TASK 1 →
In the news article below, write out the passage between "Turkey’s state-run Anadolu" and "retweeted the article.", inclusive.

TEXT TO READ →
MESOPOTAMIA NEWS FROM AHVAL – New York Times condemned, lauded for report on Turkey’s occupation of Afrin

  • Ahval Feb 17 2021 01:39 Gmt+3 – Last Updated On: Feb 17 2021 02:57 Gmt+3

A New York Times article on the Turkish occupation of majority-Kurdish land inside Syria has become the subject of intense criticism on social media and praise from Turkey’s pro-government media.

Istanbul Bureau Chief Carlotta Gall said in an article published on Tuesday that Turkey “has become the only international force on the ground protecting some five million displaced and vulnerable civilians” in the mainly Kurdish region of Afrin.

Turkish soldiers “stand between millions of Syrians and potential slaughter”, Gall said.

Syrians in Afrin, many of whom settled there after hundreds of thousands of Kurds were forced to leave during a 2018 military intervention by Turkey, “were glad the Turks were there”, Gall said.

Turkey’s state-run Anadolu news agency, run by a former adviser to President Recep Tayyip Erdoğan, gave wide coverage to  Gall’s comments on Wednesday, referring to how she described Turkish troops preventing slaughter and protecting civilians. The pro-government Daily Sabah also jumped on the report, as did the Turkish Foreign Ministry, which retweeted the article.

Turkey’s Operation Olive Branch of January to March 2018 resulted in the displacement of an estimated 150,000 to 300,000 Kurds. Since then, Turkey-backed Syrian rebel groups who have control in the city have been accused of committing war crimes and rights violations.

Many people were shocked at the New York Times’ “one-sided report” considering the balanced approach that it often takes on disputed matters, Middle East analyst Seth Frantzman said in the Jerusalem Post.

RECORD EXCERPTS →
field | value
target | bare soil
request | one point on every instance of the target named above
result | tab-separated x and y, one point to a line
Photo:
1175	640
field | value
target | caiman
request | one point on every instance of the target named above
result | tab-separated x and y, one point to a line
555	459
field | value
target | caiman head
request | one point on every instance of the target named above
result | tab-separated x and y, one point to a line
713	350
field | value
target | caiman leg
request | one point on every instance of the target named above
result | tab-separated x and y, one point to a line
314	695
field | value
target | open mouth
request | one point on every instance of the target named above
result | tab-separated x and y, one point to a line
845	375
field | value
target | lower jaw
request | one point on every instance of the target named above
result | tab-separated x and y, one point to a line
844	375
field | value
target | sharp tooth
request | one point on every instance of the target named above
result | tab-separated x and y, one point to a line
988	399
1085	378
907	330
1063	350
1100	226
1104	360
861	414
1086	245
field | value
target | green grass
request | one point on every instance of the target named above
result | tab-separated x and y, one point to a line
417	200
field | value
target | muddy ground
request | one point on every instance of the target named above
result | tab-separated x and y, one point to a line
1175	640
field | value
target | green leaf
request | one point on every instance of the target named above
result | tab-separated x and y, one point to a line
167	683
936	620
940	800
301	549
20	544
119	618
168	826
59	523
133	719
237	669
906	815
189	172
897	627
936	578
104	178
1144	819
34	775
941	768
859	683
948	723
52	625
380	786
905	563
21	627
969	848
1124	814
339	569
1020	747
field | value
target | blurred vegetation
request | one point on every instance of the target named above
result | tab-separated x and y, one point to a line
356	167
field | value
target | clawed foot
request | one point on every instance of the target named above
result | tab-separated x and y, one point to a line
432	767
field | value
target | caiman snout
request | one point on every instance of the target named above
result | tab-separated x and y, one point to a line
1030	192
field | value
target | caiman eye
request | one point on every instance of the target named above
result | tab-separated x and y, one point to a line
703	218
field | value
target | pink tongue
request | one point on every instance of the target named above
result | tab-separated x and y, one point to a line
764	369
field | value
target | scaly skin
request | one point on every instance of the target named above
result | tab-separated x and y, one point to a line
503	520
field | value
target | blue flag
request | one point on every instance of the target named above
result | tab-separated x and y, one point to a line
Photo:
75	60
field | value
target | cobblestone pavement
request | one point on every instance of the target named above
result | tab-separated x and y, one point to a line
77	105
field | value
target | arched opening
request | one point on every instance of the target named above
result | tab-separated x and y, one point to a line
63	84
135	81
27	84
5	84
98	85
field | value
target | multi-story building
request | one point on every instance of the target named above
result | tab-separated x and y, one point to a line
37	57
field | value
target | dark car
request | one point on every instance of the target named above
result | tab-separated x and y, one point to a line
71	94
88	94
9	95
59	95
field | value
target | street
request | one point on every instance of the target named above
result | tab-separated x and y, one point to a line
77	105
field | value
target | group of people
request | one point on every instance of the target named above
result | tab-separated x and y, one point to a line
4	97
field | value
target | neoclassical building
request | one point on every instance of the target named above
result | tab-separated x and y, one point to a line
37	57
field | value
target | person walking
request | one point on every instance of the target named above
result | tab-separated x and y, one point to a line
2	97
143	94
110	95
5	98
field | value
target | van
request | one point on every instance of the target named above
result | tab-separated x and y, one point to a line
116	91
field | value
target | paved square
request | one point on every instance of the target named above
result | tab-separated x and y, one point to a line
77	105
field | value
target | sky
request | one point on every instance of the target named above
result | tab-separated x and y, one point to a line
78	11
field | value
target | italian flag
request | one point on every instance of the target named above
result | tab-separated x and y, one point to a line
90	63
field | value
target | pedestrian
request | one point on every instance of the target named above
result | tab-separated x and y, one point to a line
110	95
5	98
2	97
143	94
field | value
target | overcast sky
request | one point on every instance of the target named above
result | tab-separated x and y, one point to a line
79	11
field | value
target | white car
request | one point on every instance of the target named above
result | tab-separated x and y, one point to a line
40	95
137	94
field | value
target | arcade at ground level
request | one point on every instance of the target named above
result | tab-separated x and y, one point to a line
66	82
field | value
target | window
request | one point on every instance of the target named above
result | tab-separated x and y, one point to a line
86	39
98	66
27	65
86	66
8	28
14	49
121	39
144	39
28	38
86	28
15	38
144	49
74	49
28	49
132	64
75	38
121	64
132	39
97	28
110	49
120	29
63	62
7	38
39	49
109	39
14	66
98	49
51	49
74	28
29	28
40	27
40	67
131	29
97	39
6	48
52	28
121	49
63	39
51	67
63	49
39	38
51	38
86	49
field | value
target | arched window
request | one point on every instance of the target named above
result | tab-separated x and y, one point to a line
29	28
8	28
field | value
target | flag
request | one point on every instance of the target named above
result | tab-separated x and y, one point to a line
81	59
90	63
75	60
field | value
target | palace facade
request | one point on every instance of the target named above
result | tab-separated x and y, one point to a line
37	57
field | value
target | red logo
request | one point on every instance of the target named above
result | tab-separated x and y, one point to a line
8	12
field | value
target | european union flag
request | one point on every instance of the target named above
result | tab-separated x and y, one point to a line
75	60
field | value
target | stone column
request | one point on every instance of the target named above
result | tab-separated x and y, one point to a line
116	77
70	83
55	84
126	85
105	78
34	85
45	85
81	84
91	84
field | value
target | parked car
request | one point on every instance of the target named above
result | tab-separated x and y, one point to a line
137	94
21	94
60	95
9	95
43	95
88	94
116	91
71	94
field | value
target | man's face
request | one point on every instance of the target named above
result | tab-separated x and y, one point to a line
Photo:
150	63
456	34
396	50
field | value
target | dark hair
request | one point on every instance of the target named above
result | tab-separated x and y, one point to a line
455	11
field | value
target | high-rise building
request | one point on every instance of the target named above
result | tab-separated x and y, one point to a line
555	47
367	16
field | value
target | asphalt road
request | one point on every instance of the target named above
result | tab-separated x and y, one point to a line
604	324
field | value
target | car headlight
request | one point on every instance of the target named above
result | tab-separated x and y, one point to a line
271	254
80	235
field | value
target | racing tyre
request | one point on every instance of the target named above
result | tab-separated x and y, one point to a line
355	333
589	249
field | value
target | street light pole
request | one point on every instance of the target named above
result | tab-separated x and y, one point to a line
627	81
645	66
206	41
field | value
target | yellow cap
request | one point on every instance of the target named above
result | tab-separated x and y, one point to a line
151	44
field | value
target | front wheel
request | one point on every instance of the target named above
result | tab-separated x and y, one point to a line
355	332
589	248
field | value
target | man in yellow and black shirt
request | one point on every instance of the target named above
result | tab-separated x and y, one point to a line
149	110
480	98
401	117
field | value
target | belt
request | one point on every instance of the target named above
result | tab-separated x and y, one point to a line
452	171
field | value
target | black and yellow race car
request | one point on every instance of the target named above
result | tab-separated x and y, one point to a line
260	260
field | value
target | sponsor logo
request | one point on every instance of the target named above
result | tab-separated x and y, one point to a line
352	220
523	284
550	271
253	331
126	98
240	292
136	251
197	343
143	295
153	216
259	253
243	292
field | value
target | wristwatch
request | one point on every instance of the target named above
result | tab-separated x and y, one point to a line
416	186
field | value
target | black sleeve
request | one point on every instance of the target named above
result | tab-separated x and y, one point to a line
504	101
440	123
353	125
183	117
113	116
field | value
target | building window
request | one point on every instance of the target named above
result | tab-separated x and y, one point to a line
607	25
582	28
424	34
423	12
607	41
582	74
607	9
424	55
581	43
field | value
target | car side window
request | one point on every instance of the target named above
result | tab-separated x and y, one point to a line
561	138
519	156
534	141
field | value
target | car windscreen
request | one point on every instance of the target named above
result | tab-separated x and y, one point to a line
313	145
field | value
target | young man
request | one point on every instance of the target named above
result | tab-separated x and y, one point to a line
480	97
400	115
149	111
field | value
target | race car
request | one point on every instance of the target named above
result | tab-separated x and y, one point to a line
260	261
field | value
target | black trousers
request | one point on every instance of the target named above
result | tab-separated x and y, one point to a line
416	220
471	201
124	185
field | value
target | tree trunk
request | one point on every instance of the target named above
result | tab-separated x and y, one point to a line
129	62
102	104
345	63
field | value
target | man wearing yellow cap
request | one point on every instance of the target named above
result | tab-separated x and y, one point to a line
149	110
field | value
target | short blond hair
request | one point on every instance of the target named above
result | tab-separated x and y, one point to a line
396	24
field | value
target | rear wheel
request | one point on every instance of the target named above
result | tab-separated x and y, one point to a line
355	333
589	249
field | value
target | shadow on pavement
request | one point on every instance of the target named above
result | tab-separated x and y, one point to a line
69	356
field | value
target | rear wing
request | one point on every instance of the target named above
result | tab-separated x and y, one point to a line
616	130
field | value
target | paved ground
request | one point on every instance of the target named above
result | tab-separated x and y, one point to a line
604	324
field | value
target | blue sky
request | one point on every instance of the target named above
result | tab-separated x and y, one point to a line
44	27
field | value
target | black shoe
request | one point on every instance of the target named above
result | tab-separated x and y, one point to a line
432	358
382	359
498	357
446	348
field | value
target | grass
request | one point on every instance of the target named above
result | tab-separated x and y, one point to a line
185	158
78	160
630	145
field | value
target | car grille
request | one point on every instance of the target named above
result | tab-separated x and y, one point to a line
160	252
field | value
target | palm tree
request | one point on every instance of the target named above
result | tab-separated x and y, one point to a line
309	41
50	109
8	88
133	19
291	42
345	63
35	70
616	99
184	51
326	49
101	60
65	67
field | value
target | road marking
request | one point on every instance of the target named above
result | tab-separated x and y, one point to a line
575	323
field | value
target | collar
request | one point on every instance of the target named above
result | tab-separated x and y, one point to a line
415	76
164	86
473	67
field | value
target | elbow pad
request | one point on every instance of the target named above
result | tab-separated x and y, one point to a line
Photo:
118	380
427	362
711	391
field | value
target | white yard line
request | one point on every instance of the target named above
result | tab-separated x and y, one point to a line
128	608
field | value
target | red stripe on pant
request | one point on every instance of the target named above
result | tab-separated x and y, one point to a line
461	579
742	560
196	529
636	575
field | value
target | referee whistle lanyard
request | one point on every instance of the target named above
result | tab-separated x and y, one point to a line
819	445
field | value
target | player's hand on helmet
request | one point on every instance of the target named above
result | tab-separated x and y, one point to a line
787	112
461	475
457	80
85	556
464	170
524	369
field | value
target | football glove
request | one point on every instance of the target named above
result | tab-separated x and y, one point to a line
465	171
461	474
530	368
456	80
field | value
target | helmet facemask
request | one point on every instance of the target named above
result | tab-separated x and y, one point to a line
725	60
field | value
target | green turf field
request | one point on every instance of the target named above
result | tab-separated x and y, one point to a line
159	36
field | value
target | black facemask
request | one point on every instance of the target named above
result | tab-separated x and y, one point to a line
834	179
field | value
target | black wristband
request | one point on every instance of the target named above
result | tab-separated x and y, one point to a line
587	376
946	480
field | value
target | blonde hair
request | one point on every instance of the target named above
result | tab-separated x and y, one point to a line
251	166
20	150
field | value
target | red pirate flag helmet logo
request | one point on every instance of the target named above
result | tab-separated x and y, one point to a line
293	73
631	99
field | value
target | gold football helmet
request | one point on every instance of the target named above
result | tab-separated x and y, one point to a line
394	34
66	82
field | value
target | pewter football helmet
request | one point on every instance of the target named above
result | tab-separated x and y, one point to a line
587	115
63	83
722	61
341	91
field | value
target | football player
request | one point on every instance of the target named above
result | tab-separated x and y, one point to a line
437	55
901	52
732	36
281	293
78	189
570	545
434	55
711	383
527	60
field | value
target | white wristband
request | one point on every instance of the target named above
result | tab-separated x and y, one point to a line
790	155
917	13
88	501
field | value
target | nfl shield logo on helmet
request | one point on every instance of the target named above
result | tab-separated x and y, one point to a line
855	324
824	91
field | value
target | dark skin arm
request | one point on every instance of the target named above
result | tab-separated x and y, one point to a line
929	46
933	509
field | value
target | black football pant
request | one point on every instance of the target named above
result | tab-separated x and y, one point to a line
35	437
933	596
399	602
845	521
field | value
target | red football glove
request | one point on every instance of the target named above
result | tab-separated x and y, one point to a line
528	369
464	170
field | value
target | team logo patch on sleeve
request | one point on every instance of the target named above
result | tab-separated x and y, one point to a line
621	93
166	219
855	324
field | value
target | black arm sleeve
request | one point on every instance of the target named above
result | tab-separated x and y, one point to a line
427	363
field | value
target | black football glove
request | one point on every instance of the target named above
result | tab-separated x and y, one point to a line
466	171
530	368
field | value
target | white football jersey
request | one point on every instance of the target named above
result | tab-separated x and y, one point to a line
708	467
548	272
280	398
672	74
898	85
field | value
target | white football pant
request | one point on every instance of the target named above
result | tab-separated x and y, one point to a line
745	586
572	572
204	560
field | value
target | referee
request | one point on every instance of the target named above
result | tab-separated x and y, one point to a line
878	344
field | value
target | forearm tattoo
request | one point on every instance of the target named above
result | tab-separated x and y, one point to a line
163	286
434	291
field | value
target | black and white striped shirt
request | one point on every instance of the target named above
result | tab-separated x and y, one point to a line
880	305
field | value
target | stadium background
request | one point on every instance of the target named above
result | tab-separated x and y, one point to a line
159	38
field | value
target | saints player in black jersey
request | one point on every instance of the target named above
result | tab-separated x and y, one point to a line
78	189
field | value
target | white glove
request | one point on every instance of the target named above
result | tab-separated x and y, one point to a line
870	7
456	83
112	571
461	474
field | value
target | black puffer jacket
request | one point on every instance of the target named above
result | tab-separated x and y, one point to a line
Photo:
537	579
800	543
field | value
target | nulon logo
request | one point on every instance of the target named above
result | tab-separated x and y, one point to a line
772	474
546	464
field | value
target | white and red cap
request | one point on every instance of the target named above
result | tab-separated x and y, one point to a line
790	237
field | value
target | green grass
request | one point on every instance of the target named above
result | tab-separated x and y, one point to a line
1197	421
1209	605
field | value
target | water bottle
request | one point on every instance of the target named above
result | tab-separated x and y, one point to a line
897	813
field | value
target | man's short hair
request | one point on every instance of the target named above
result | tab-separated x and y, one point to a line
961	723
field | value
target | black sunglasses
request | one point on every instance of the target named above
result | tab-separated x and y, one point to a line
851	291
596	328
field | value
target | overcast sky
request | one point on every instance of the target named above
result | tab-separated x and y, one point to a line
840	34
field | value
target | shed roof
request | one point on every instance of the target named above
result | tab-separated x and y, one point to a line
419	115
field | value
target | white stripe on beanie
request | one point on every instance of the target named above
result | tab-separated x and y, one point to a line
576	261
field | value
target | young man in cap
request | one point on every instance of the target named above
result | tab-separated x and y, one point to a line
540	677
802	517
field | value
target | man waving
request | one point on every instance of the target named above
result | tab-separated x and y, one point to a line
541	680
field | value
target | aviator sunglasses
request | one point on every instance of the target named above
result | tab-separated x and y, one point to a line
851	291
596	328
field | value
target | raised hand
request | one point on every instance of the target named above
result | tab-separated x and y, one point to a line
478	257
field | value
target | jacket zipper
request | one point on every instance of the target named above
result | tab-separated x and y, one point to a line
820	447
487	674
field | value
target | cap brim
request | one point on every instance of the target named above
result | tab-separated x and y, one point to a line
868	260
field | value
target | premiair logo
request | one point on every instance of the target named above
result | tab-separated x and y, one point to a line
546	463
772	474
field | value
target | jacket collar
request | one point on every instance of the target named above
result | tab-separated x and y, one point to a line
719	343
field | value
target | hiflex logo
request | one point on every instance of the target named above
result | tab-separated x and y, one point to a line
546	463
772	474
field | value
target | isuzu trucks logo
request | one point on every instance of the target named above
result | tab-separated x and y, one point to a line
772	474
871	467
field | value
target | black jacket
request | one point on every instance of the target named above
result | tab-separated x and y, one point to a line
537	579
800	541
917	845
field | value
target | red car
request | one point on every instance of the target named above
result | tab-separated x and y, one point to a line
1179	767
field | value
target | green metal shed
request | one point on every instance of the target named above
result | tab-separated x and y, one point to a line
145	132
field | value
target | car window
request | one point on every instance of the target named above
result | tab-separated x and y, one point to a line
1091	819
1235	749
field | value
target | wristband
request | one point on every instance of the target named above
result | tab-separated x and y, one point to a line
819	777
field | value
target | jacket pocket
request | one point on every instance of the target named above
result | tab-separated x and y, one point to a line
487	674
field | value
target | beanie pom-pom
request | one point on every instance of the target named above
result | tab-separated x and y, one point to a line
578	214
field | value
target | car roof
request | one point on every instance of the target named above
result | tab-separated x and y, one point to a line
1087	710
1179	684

TASK 2 →
Pick out every line of the records above that contains the string "short", matching case exactly.

WRITTEN ANSWER 1 →
Turkey’s state-run Anadolu news agency, run by a former adviser to President Recep Tayyip Erdoğan, gave wide coverage to  Gall’s comments on Wednesday, referring to how she described Turkish troops preventing slaughter and protecting civilians. The pro-government Daily Sabah also jumped on the report, as did the Turkish Foreign Ministry, which retweeted the article.

WRITTEN ANSWER 2 →
target | short blond hair
target | man's short hair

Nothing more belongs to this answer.